[Data listing]
+ + + + +

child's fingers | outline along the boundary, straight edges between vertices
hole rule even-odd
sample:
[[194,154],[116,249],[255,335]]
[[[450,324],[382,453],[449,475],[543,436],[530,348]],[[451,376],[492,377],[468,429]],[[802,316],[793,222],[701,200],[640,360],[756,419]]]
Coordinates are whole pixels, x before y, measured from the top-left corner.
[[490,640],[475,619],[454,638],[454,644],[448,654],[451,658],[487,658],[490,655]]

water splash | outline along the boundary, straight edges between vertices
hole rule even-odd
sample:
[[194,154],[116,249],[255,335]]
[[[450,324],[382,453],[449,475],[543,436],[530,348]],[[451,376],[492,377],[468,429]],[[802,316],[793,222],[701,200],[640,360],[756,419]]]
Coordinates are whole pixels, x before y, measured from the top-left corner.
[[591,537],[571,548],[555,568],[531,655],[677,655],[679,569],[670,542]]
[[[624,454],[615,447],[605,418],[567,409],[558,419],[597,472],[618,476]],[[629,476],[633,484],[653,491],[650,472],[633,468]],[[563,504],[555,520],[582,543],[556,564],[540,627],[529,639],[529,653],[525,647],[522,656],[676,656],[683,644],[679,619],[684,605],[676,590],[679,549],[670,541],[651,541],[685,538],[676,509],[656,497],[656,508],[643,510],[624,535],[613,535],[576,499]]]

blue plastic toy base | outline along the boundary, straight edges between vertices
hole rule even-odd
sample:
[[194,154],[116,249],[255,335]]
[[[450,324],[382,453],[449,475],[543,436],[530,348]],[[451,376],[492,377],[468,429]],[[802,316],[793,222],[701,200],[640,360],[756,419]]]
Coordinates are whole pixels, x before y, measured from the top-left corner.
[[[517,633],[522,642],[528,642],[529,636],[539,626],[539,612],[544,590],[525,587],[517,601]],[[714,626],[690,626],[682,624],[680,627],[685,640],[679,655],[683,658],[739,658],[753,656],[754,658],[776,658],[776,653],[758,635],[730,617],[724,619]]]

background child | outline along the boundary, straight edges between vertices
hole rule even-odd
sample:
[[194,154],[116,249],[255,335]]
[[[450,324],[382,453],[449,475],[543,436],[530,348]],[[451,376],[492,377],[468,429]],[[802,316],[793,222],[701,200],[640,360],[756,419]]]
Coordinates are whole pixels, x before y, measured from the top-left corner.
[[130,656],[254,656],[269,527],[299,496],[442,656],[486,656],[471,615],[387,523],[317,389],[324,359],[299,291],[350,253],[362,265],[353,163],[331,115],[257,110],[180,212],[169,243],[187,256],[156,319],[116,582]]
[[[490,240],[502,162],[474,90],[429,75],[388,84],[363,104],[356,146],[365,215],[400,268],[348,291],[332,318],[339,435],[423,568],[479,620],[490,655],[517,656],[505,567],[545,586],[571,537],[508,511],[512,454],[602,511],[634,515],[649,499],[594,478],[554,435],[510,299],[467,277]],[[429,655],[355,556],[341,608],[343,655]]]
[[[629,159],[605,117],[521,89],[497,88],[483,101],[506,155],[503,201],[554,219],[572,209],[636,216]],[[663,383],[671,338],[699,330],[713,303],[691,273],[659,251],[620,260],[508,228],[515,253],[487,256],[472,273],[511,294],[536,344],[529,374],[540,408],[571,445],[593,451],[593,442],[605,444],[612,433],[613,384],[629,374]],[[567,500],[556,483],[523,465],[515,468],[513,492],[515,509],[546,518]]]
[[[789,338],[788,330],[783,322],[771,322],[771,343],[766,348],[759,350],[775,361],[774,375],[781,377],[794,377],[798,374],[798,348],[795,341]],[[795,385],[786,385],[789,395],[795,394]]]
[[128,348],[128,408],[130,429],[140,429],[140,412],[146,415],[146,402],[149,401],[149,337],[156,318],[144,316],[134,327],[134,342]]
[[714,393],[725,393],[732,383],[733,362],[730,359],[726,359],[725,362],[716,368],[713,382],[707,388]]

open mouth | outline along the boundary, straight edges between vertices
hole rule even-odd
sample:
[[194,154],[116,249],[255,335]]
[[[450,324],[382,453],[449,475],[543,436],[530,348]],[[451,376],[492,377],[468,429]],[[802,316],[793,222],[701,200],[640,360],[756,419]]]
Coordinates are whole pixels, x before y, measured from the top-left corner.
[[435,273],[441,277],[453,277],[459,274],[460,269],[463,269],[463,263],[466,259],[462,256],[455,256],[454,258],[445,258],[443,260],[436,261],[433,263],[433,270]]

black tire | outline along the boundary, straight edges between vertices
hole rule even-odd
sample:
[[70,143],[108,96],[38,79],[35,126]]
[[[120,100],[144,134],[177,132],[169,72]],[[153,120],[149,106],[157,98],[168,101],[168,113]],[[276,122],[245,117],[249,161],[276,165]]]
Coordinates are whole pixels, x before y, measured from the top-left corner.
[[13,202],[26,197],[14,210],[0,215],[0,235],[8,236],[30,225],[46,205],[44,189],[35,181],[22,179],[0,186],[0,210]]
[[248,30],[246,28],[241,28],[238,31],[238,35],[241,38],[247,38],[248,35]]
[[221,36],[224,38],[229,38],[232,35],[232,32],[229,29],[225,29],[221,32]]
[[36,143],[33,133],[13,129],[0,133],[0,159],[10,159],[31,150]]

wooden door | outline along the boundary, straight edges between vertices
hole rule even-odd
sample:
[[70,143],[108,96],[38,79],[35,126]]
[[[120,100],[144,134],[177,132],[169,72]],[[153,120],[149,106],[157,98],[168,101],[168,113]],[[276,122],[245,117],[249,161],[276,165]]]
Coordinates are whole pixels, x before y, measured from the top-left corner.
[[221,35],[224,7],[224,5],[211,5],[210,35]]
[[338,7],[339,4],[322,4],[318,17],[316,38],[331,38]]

+ + + + +

> **Written exercise**
Render every line of the entries above as a numbered list, omitting the blank lines.

> **The reply**
1. child's fingers | outline along the boundary, straight edges between vertices
2. hole rule even-odd
3. sample:
4. [[194,154],[116,249],[255,335]]
5. [[[450,324],[382,453],[449,475],[543,436],[530,348]],[[451,376],[492,377],[468,429]],[[802,316],[793,222],[701,200],[640,360],[756,419]]]
6. Coordinates are whole pixels, x before y, measured from the top-left corner.
7. [[490,640],[475,619],[454,638],[454,644],[448,654],[451,658],[487,658],[490,655]]
8. water splash | outline along the boundary, straight edges between vertices
9. hole rule even-odd
10. sample:
11. [[194,154],[116,249],[255,335]]
12. [[[450,324],[382,453],[449,475],[543,436],[530,348]],[[451,376],[492,377],[468,429]],[[802,316],[793,222],[701,200],[640,360],[756,419]]]
13. Coordinates are whole pixels, x before y, measured from the top-left corner.
14. [[591,537],[571,548],[555,568],[531,655],[677,655],[679,569],[670,542]]
15. [[[624,454],[615,447],[605,418],[567,409],[558,419],[597,472],[618,476]],[[629,476],[633,484],[653,491],[650,472],[633,468]],[[563,504],[555,520],[582,543],[556,564],[540,627],[529,639],[529,653],[525,647],[522,656],[676,656],[683,644],[679,619],[684,605],[676,590],[679,549],[670,541],[651,541],[685,538],[676,509],[656,497],[656,508],[643,510],[624,535],[613,535],[576,499]]]
16. blue plastic toy base | outline along the boundary, straight edges between vertices
17. hole rule even-odd
18. sample:
19. [[194,154],[116,249],[255,335]]
20. [[[450,324],[382,453],[449,475],[543,436],[530,348]],[[451,376],[492,377],[468,429]],[[802,316],[793,222],[701,200],[640,360],[756,419]]]
21. Coordinates are whole pixels, x before y, measured from the top-left corner.
22. [[[517,633],[522,642],[528,642],[529,636],[539,626],[539,612],[544,590],[525,587],[517,601]],[[714,626],[690,626],[682,624],[680,627],[685,640],[679,655],[683,658],[739,658],[753,656],[754,658],[776,658],[776,653],[758,635],[730,617],[724,619]]]
23. background child | outline along the boundary, straight edges between vertices
24. hole rule even-odd
25. sample:
26. [[194,154],[116,249],[255,335]]
27. [[[450,324],[382,453],[449,475],[543,436],[530,348]],[[451,376],[492,377],[468,429]],[[802,316],[793,222],[701,200],[640,360],[756,419]]]
28. Coordinates are whole pixels, x before y, measured from the top-left corner.
29. [[130,656],[254,656],[269,527],[299,496],[442,656],[486,656],[471,615],[387,523],[317,389],[324,359],[299,291],[350,253],[362,265],[353,163],[331,115],[257,110],[180,212],[169,243],[187,256],[156,319],[116,582]]
30. [[[490,240],[502,162],[474,90],[429,75],[388,84],[363,104],[356,146],[365,215],[400,268],[348,291],[332,318],[339,435],[423,568],[479,620],[490,655],[517,656],[505,567],[545,586],[571,537],[508,511],[512,454],[602,511],[634,515],[649,499],[594,478],[554,435],[510,299],[467,277]],[[429,655],[355,556],[341,608],[343,655]]]
31. [[[629,159],[605,117],[521,89],[497,88],[483,101],[506,155],[503,201],[554,219],[572,209],[636,216]],[[663,383],[671,338],[699,330],[713,303],[691,273],[659,251],[620,260],[508,228],[515,253],[487,256],[472,273],[511,294],[536,344],[529,374],[540,408],[571,445],[593,451],[593,442],[605,444],[612,433],[613,384],[629,374]],[[567,500],[556,483],[523,465],[515,468],[513,492],[515,509],[546,518]]]
32. [[[789,338],[788,330],[783,322],[771,322],[771,343],[766,348],[759,350],[775,361],[774,375],[781,377],[794,377],[798,374],[798,348],[795,341]],[[795,385],[786,385],[789,395],[795,394]]]
33. [[128,348],[128,408],[130,429],[140,429],[140,412],[146,415],[146,402],[149,401],[149,337],[156,318],[144,316],[134,327],[134,342]]
34. [[714,393],[725,393],[732,383],[733,362],[730,359],[726,359],[725,362],[716,368],[713,382],[707,388]]
35. open mouth | outline along the boundary, straight edges between vertices
36. hole rule even-odd
37. sample:
38. [[194,154],[116,249],[255,335]]
39. [[[450,324],[382,453],[449,475],[543,436],[530,348]],[[451,376],[492,377],[468,429]],[[802,316],[793,222],[701,200],[640,360],[756,419]]]
40. Coordinates are whole pixels, x before y, measured from the top-left corner.
41. [[435,273],[441,277],[453,277],[459,274],[460,269],[463,269],[463,263],[466,259],[462,256],[455,256],[454,258],[445,258],[443,260],[436,261],[433,263],[433,270]]
42. black tire | outline along the boundary, straight edges between vertices
43. hole rule even-odd
44. sample:
45. [[70,143],[108,96],[38,79],[35,126]]
46. [[[120,100],[144,134],[177,132],[169,72]],[[153,120],[149,106],[157,98],[168,101],[168,113]],[[276,122],[245,117],[249,161],[276,165]]]
47. Coordinates are whole pixels, x before y, measured from the top-left corner.
48. [[13,202],[26,197],[14,210],[0,215],[0,235],[8,236],[30,225],[46,205],[44,189],[35,181],[22,179],[0,186],[0,210]]
49. [[248,30],[246,28],[241,28],[238,31],[238,35],[241,38],[247,38],[248,35]]
50. [[221,36],[224,38],[229,38],[232,35],[232,32],[229,29],[225,29],[221,32]]
51. [[36,143],[33,133],[13,129],[0,133],[0,159],[10,159],[31,150]]
52. wooden door | outline along the boundary, straight edges between vertices
53. hole rule even-odd
54. sample:
55. [[70,143],[108,96],[38,79],[35,126]]
56. [[[120,100],[144,134],[177,132],[169,72]],[[153,120],[149,106],[157,98],[168,101],[168,113]],[[276,122],[245,117],[249,161],[276,165]]]
57. Coordinates are whole pixels, x before y, measured from the top-left corner.
58. [[221,35],[224,7],[224,5],[211,5],[210,35]]
59. [[338,7],[339,4],[322,4],[318,17],[316,38],[331,38]]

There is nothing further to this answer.